▶ **Given data**:
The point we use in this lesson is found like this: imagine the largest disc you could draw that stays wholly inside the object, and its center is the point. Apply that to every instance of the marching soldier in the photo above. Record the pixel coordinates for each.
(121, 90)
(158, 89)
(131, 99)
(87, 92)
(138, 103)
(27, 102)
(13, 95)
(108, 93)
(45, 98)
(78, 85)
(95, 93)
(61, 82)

▶ **Brief**: Arrange every line of the entries above as a JSON list of strings, one string per line, leaving out any blank lines.

▶ **Output of the exercise**:
[
  "The point we use in this lesson is found like this: imagine the largest disc you could draw that stays wholly inside the object, and its center is the point. Apply that to every instance of the marching soldier in the photo above. Record the pixel coordinates for each.",
  "(121, 90)",
  "(158, 89)",
  "(131, 99)",
  "(87, 92)",
  "(138, 103)",
  "(27, 102)",
  "(13, 95)",
  "(108, 93)",
  "(45, 98)",
  "(78, 85)",
  "(95, 93)",
  "(61, 82)"
]